**作業内容**
下に示す、SF原作の映像化をめぐる抜粋を、最後の文の後から書き継いでください。

**抜粋**
* * * * * * *

人形劇でSFを
前回、萩尾望都作「11人いる!」原作のNHKドラマを見て……という話を書いたが、えーと、これを読んでいる読者のなかで、このマンガを読んだことない、という人はいないよね?
読んでいないという人、手を挙げて下さーい!
あれ?
結構いそうだな。
んじゃ、まずはこの作品のあらすじなど。
おっと、念のため、このタイトルでネット検索してみると……。
なぬっ!
ぬあーんと、すでにアニメ化されているじゃあ、ないですか!
し、知らなかった……。
で、でも、ぼくが考えた「人形劇でSFを」という主旨は変わらないので、このまま書いていこう。
まずはあらすじから。
はるか未来、宇宙大学入学試験のため、十人の受験生が集められる。試験の内容は、宇宙船内に五十三日間、過ごすこと。この間、協調性や、問題解決能力をはかられる。
しかし実際に集められた生徒は、十一人いた!
余計な人物はだれか?
また何が目的か?
受験生の疑心暗鬼のなか、次々と問題が発生して……。
というストーリー。
もっと詳しく知りたい人は、実際に原作を読むか、wikiなどで検索してみてください。
とにかく、実写のドラマを見て、ぼくは顔から火を噴くような感覚に襲われた。
は……はずかす~~い!
登場人物はすべて日本人、それが未来の人間を演じるため、頭にはカラーの鬘をかぶり、こってりとしたメイクを施している。想像してくださいよ。どう見ても日本人の役者が「フロル!」「タダ!」とカタカナ名前の役名を呼び合うんですぞ!
まあ、アニメならそんな問題はないけどね。
でも、問題はそんなことじゃない!
だいたい、日本で、SF原作の映像作品がどのくらい公開されているか、考えたことないですか?
これを読んでいるあなた、いくらでもあるじゃないか! と反論したいでしょう?
うんうん、わかる。
テレビでは毎週、巨大ロボットや、仮面をかぶった怪人のSF作品が放映されている。アニメで、特撮で、数えきれないくらい。
違~~う!
ぼくが主張したいのは、ガッチガチのSF原作による、映像作品だ!
ほんとに数えるほどだ。

* * * * * * *

**提供資料**
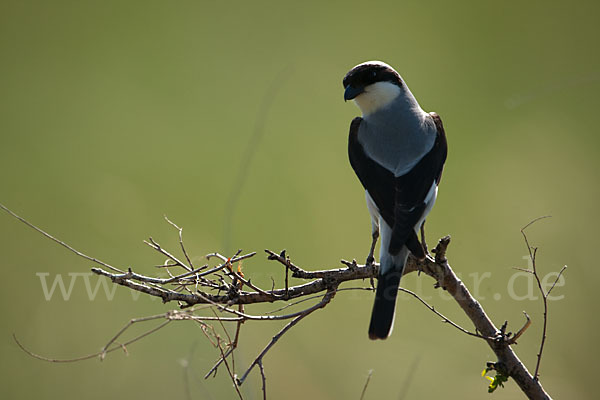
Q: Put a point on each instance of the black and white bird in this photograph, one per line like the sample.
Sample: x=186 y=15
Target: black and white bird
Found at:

* * * * * * *

**回答**
せいぜい「さよならジュピター」「大江戸神仙伝」「戦国自衛隊」「首都消失」くらいか……。
もっとあるかも知れないけど、いまのところすぐ思い出せるのは、このくらいだ。
ましてや海外SF作品の映像化など、日本では夢のまた夢。あっ、テレビ作品で「スター・ウルフ」「キャプテン・フューチャー」「レンズマン」があった!
以前、ぼくは日本で海外のSFを映像化するためには、アニメ以外にない、と思っていた。
アニメなら外国人の設定だろうが、壮大な未来都市だろうが、いくらでも映像化できる。
でもアニメでも、やっぱり制作資金はかかるんだよなあ。そりゃ実写の、特撮で、にくらべりゃ安くあがるけどさ。それでも資金を回収するには、絶対受ける! ヒットする、という確信がなければ、だれも金を出さない。当然、原作はライトノベルか、マンガになる。ライトノベルや漫画原作を否定するわけじゃない。でも、たまにはアーサー・C・クラークとか、アイザック・アシモフとか、ハインラインとか、SFのビッグ・ネームの原作の映像化とかしてほしい。
ハリウッドでも中々できないのに、ましてや日本映画界じゃ、絶望的だ。いまじゃハリウッドでも、SF原作といえば、フィッリプ・K・ディックばかりだ。そりゃディックはいいSF作家だよ。でも、なんでディックばっかりなんだ?
そんななか、人形劇なら安くできるんじゃないか? と、ふと思った。
ぼくは人形劇のことは何も知らない。この小文を読んでいる中に、本職の人形劇団の人がいれば「何を馬鹿なことを」を怒っているかもしれない。
でもNHKのテレビで放映されている人形劇での、エンド・ロールで、スタッフの人数とか、あきらかにアニメにくらべ、少ない。スタッフの数が少なければ、予算も少なくてすむのじゃないか?
人形劇なら、スタジオ費用とか、セットの費用とか、実写にくらべ格段に安上がりだ。
なにしろ、人形劇だ。
その気になれば、素人だって、できそうだ。
人形アニメのことじゃないぞ。ありゃ、素人には無理。う~ん、無理じゃないけど、ものすごい手間がかかる。ぼくのいうのは、糸あやつりとか、棒あやつりとか、ギニョール(指人形のこと)とかなら、素人でも手が出る。特に指人形なら、作成も楽だろう。
人形劇は子供の見るもの、という固定観念があるが、いやいや、日本には昔から文楽人形という伝統があるじゃないか。きちんとしたシナリオと、演出があれば、人形劇だって、大人の鑑賞に堪える作品だって夢じゃない。
誰か「よしやってみよう!」というもの好きはいないだろうか?
もし実現のはこびになったら、ぼくにシナリオ書かせてください。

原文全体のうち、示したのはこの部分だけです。